> VORLIEGENDER TEXT:
Montag, 14. Juli 2014

Die Europäer schlagen zurück

In der 113. Minute versetzte Mario Götze mit einem Geniestreich eine ganze Nation in Ekstase. Gleichzeitig liefen am Zuckerhut die letzten Minuten aus - die Weltmeisterschaft in Brasilien war bereits am Ende angelangt.

Nach etwa 32 umkämpften Tagen in und rund um Brasilien dreht sich die Erde endlich wieder um die eigene Achse, die Frauen gewinnen die Vorherrschaft in der Stube um die Fernbedingung zurück und schauen abends ihre Sendungen, die Männer duschen ausnahmsweise und auch sonst sucht der alltägliche Trott sämtliche Erdlinge erneut heim.

Ein erstes Fazit offenbart faszinierendes. Nachdem in der Vorrunde Tore im Sambatakt geschossen wurden, verstumpften die offensiven Waffen in der KO-Phase.

Kaum ein Individuum hatte vorausgeahnt, dass mit Italien, Spanien und Portugal gleich drei Schwergewichte auf der Matte blieben. Der Exploit von Costa Rica konnte auch nur mit exzessivem Alkoholkonsum und Optimismus vorausgesehen werden. Hat wer Drogen gesagt? Wie einst Rocky Balboa boxten sich die Zentralamerikaner furchtlos durch Mark und Bein der Gegner. Allgemein erhielten die Angsthasen-Teams ihre Quittung rasch und wurden brutal verprügelt, oder zumindest, nicht belohnt.

Wenn’s um die Wurst ging, stachen sich ab Achtelfinale alle Taktiker, Strategen und Medizinmänner aus aller Welt gegenseitig aus. Rasenschach deluxe!

Einerseits bestaunte der aufmerksame Zuschauer den schmelzenden Abstand zwischen der Weltelite und dem Rest. Im Jahr 2014 können die meisten WM-Teilnehmer tschutten. Physis, Einsatz, Kampf, Technik und ein wenig Taktikverständnis bringen fast alle mit.

> AUFGABE 1:
Entnimm der Auflistung unverändert die Zeilen, beginnend mit der Zeile mit „the white flower.“ bis einschließlich der Zeile mit „x=275 y=275“.

> EINGABEZEILEN:
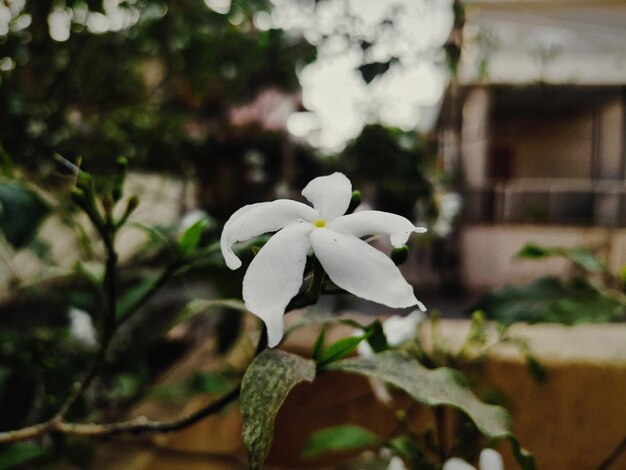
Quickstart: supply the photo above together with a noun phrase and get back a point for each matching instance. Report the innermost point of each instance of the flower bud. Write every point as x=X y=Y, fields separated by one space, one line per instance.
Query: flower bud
x=355 y=201
x=399 y=255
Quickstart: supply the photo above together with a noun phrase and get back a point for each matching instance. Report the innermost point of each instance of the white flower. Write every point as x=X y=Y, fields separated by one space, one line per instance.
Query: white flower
x=81 y=327
x=489 y=460
x=275 y=275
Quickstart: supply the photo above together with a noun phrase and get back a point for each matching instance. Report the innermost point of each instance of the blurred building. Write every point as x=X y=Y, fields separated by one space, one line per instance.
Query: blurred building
x=539 y=134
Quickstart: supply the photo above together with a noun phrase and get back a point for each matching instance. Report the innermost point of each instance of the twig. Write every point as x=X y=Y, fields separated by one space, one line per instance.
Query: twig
x=134 y=426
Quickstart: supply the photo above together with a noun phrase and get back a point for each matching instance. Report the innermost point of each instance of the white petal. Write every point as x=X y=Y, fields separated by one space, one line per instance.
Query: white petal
x=364 y=223
x=275 y=276
x=256 y=219
x=400 y=329
x=456 y=464
x=330 y=195
x=361 y=269
x=490 y=460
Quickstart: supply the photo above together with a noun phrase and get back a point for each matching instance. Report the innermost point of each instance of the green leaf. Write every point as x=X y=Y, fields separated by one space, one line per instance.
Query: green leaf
x=18 y=454
x=337 y=439
x=377 y=339
x=549 y=299
x=436 y=387
x=340 y=349
x=318 y=347
x=577 y=255
x=535 y=251
x=21 y=213
x=587 y=260
x=267 y=382
x=190 y=238
x=197 y=307
x=316 y=317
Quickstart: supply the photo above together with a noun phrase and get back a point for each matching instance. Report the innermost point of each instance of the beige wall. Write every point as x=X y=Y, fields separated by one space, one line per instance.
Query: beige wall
x=544 y=148
x=475 y=136
x=571 y=421
x=487 y=252
x=611 y=122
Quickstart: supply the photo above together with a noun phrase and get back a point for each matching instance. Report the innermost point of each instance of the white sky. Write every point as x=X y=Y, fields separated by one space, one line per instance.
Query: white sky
x=339 y=101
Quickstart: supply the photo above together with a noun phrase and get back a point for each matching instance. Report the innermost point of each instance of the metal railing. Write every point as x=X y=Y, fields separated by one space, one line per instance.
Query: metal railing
x=551 y=201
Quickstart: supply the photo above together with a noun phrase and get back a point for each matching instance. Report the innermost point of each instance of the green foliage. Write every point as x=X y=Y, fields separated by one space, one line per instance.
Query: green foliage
x=158 y=91
x=435 y=388
x=548 y=299
x=21 y=213
x=267 y=382
x=339 y=349
x=396 y=162
x=339 y=438
x=18 y=454
x=190 y=238
x=581 y=257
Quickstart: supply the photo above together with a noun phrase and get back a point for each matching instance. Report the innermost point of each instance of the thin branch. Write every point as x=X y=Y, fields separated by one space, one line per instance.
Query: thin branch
x=134 y=426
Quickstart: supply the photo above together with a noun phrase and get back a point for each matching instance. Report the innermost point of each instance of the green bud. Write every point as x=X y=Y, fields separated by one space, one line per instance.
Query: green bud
x=399 y=255
x=133 y=203
x=78 y=196
x=122 y=164
x=478 y=317
x=107 y=205
x=401 y=416
x=355 y=201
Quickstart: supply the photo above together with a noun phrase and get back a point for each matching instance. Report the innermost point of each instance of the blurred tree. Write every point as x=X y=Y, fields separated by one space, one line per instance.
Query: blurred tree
x=394 y=162
x=155 y=81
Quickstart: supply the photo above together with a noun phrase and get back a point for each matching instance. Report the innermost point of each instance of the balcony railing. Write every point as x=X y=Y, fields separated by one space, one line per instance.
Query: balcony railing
x=552 y=201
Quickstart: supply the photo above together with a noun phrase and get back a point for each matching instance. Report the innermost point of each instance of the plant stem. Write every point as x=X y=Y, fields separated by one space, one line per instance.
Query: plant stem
x=442 y=432
x=135 y=426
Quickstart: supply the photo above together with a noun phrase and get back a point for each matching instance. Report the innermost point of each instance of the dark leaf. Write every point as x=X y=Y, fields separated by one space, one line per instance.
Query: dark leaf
x=21 y=213
x=337 y=439
x=267 y=382
x=436 y=387
x=370 y=71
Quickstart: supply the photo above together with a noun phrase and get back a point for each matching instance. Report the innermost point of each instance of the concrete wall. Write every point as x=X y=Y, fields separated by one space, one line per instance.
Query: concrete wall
x=572 y=421
x=487 y=252
x=611 y=140
x=545 y=148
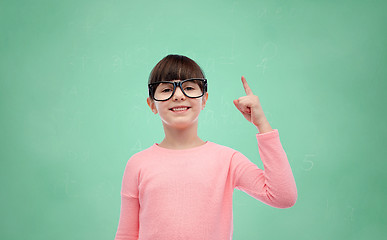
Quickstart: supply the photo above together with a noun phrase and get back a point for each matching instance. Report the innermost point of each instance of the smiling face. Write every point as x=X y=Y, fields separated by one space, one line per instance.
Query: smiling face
x=180 y=111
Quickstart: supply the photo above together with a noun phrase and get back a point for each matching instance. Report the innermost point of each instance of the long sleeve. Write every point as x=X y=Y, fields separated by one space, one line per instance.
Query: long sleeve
x=275 y=185
x=128 y=225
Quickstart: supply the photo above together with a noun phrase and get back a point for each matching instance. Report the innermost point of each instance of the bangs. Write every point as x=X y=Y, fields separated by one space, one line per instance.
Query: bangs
x=175 y=67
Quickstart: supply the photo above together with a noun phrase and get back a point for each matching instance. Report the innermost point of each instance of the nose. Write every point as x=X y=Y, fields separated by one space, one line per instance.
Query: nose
x=178 y=95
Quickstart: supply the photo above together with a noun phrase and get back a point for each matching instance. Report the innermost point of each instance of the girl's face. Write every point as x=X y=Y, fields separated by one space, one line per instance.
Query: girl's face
x=180 y=111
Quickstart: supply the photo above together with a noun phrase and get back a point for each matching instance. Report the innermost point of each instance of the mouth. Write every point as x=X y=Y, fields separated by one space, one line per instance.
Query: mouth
x=179 y=109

> AUFGABE 2:
Erkläre in ein bis drei Sätzen, womit der Text über die Fußball-WM 2014 begründet, dass der Abstand zwischen der Weltelite und dem Rest schmilzt.

> SCHRIFTLICHE LÖSUNG 1:
Quickstart: supply the photo above together with a noun phrase and get back a point for each matching instance. Report the innermost point of each instance of the white flower. Write every point as x=X y=Y, fields separated by one space, one line per instance.
Query: white flower
x=81 y=327
x=489 y=460
x=275 y=275

> SCHRIFTLICHE LÖSUNG 2:
Im Jahr 2014 können die meisten WM-Teilnehmer Fußball spielen („tschutten“). Fast alle Teams bringen Physis, Einsatz, Kampf, Technik und ein wenig Taktikverständnis mit.